Entries from an annotation dataset

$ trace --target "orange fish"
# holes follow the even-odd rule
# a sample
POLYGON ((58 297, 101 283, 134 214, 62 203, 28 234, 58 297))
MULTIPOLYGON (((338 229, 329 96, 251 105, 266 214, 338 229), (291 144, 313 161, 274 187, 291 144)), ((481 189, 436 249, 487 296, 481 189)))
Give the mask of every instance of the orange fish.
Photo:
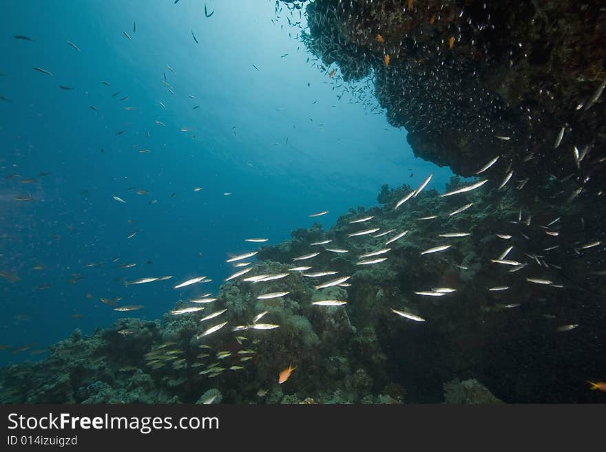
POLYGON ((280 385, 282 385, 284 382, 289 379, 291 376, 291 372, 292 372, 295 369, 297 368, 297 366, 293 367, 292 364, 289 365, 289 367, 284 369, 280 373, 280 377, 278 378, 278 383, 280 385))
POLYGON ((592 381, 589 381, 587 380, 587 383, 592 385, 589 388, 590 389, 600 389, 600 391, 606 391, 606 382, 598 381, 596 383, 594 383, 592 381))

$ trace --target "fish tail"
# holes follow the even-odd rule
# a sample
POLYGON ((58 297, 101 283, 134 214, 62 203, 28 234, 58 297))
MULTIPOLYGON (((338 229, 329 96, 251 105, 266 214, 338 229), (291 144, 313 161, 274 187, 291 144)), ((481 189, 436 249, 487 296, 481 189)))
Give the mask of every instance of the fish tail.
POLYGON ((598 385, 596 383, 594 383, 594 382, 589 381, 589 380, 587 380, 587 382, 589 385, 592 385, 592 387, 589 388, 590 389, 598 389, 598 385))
* * *
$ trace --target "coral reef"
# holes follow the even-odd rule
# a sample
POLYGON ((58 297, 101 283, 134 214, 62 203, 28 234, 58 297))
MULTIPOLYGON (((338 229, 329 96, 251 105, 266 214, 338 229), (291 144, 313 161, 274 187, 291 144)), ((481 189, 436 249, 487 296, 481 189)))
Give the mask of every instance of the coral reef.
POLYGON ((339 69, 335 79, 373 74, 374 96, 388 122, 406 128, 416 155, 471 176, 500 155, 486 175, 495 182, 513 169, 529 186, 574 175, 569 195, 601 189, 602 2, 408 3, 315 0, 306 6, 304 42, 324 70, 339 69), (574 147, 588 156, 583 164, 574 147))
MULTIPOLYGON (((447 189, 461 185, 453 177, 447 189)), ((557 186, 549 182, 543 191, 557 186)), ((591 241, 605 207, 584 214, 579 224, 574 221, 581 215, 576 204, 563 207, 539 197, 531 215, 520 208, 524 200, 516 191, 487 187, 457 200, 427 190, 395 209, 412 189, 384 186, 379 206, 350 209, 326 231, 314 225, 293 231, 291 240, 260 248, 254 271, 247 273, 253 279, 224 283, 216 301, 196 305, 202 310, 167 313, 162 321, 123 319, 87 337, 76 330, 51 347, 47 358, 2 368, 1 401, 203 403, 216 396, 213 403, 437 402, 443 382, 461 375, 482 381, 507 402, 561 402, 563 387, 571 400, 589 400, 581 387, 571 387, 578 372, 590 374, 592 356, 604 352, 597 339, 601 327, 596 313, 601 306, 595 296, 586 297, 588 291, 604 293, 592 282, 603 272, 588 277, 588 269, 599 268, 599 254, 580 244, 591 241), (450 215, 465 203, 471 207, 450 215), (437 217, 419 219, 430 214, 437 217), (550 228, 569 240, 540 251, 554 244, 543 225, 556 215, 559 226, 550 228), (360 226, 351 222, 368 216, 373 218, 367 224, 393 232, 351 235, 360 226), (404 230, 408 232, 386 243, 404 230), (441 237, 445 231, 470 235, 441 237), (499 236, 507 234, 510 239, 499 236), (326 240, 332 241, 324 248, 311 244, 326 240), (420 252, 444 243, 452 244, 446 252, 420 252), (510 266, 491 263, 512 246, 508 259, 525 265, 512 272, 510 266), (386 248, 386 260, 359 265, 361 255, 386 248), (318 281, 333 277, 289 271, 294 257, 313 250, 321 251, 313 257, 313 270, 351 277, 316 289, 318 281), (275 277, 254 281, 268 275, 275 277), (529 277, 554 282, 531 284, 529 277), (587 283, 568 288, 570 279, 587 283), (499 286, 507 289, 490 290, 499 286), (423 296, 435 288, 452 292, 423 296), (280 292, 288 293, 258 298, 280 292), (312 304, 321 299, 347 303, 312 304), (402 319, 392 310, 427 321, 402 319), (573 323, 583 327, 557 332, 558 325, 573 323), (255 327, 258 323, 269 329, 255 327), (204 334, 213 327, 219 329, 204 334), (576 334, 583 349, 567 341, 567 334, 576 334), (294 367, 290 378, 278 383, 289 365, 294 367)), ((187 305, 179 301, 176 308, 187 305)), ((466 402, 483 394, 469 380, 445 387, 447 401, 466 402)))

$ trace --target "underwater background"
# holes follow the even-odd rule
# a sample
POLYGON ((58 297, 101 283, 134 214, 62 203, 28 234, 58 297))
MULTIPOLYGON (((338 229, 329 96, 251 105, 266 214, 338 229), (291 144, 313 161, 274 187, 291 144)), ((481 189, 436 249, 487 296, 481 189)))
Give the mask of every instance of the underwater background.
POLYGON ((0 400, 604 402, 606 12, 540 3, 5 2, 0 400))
...
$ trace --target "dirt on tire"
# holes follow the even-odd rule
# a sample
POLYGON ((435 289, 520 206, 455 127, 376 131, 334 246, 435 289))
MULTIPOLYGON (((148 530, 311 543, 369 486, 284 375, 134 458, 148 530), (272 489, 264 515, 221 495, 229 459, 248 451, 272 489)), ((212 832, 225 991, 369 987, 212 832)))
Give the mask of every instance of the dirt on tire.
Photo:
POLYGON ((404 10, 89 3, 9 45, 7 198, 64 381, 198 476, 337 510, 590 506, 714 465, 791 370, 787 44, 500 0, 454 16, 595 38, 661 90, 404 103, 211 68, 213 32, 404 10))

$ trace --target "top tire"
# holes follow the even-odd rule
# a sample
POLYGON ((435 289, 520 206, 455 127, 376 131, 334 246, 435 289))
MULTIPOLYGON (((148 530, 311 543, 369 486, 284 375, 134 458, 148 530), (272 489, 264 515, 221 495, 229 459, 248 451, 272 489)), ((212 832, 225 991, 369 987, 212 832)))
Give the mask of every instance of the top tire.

Stated exercise -
Pick out every line of the data above that contains the word "tail", and copy those lines.

Written response -
$ trace --target "fish tail"
Give the mask of every instance of the fish tail.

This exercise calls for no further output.